§ **Excerpt to read**

◇ ◇ ◇

Difficult one, that. I think people at times felt that if they didn’t make sort of pretence at giving some sort of – something – they might even be killed or treated very, very severely indeed. People varied tremendously in the way they reacted to that pressure. Some were totally heroic and wouldn’t say a single word – and faced very unpleasant experiences; others gave way a little, hoping that the people at home would understand that they were under pressure. I couldn’t give the exact numbers but I think a number of the American prisoners gave way compared with – I think hardly any of the British prisoners – perhaps one or two. But there it is.

Was this the result of just plain brutality or was it something more?

I think the threat of very unpleasant, cramped imprisonment in cages: we had a young Northumberland fusilier, Kinne, who would never yield to any Chinese pressure, and he spent some time in a sort of cage with hardly room to lie down in. He wrote a book about it.

So it was just brutality?

Yes. I think the conviction in people’s minds was so strong that they were doing the utterly wrong and disgraceful thing to join in the Communist propaganda at this time. It was so strong that they would not, and could not, give way. We were – people varied tremendously about it but I think – also the threat of prolonged punishment and confinement in appalling conditions, often very cramped, was a threat some people couldn’t really live up to. Others could, and did.

◇ ◇ ◇

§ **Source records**
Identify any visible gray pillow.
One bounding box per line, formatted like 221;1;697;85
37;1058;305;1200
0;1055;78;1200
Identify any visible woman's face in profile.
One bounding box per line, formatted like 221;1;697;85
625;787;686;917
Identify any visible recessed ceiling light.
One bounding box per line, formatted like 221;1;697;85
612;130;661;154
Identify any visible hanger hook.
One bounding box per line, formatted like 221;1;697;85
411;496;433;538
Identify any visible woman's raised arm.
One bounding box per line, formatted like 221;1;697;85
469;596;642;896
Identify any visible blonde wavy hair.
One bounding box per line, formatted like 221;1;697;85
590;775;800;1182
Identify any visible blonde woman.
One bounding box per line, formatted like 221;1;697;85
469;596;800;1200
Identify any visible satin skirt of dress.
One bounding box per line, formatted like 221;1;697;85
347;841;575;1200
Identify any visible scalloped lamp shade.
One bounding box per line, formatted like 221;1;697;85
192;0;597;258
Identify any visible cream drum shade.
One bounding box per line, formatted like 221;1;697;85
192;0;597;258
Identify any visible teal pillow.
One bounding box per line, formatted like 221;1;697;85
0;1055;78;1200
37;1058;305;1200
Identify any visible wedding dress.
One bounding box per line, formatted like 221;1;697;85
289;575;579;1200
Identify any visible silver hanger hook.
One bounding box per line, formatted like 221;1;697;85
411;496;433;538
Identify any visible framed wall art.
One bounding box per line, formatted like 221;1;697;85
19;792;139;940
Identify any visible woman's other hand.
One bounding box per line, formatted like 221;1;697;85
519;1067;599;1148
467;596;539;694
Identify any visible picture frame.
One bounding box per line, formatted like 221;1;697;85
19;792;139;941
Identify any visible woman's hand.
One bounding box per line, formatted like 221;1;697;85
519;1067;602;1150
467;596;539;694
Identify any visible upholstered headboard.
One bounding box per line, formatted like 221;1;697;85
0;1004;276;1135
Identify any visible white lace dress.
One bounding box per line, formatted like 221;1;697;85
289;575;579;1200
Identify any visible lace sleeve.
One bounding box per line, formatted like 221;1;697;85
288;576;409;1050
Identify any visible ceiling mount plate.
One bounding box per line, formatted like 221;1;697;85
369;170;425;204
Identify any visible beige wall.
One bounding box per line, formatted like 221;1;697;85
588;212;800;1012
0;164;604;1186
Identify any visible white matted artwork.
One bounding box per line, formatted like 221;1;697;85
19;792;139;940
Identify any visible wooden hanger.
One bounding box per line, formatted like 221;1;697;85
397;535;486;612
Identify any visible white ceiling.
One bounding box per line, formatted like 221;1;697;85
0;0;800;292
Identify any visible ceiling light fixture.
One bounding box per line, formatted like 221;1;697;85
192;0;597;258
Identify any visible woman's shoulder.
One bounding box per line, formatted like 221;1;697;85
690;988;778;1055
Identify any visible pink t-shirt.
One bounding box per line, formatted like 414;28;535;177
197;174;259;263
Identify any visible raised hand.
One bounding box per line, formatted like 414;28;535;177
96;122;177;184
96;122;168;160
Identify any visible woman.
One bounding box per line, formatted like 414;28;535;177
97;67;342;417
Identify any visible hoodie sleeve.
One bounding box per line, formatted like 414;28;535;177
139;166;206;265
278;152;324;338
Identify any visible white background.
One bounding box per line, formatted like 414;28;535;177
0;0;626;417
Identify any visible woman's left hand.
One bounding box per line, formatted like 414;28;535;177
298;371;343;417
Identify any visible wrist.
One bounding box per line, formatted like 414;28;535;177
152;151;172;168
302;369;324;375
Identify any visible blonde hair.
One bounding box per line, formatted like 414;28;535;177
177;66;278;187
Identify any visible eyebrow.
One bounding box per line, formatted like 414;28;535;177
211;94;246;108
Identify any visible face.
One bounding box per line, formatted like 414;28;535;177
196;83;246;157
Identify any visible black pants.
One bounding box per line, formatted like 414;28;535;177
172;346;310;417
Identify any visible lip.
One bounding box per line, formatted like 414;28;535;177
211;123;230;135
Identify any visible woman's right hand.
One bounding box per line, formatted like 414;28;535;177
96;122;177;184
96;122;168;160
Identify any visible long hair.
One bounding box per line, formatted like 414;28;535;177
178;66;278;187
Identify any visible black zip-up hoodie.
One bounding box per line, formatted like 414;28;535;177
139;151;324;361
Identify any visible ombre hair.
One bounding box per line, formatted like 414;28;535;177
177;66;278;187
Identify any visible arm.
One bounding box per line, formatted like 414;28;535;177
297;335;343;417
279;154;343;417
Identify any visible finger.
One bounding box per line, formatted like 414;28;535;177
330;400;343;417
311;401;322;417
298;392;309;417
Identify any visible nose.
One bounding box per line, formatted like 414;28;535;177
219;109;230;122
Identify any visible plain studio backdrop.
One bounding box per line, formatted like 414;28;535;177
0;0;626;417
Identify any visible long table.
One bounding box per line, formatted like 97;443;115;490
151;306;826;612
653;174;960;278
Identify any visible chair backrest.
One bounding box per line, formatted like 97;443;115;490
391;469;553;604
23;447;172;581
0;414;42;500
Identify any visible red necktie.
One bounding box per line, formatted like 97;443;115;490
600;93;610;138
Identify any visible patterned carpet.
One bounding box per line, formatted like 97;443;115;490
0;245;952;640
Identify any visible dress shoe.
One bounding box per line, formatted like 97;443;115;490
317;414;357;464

◇ ◇ ◇

§ **Challenge A**
Reproduce word for word the stretch of the prisoner interview from "I think the threat" through "was just brutality?".
§ **Challenge B**
Answer these questions using the prisoner interview:
(i) How does the speaker describe Kinne?
(ii) According to the speaker, how many of the British prisoners gave way?
(iii) What threat does the speaker say some people couldn't really live up to?

§ **Exercise result A**
I think the threat of very unpleasant, cramped imprisonment in cages: we had a young Northumberland fusilier, Kinne, who would never yield to any Chinese pressure, and he spent some time in a sort of cage with hardly room to lie down in. He wrote a book about it.

So it was just brutality?

§ **Exercise result B**
(i) As a young Northumberland fusilier who would never yield to any Chinese pressure.
(ii) Hardly any, perhaps one or two.
(iii) The threat of prolonged punishment and confinement in appalling conditions, often very cramped.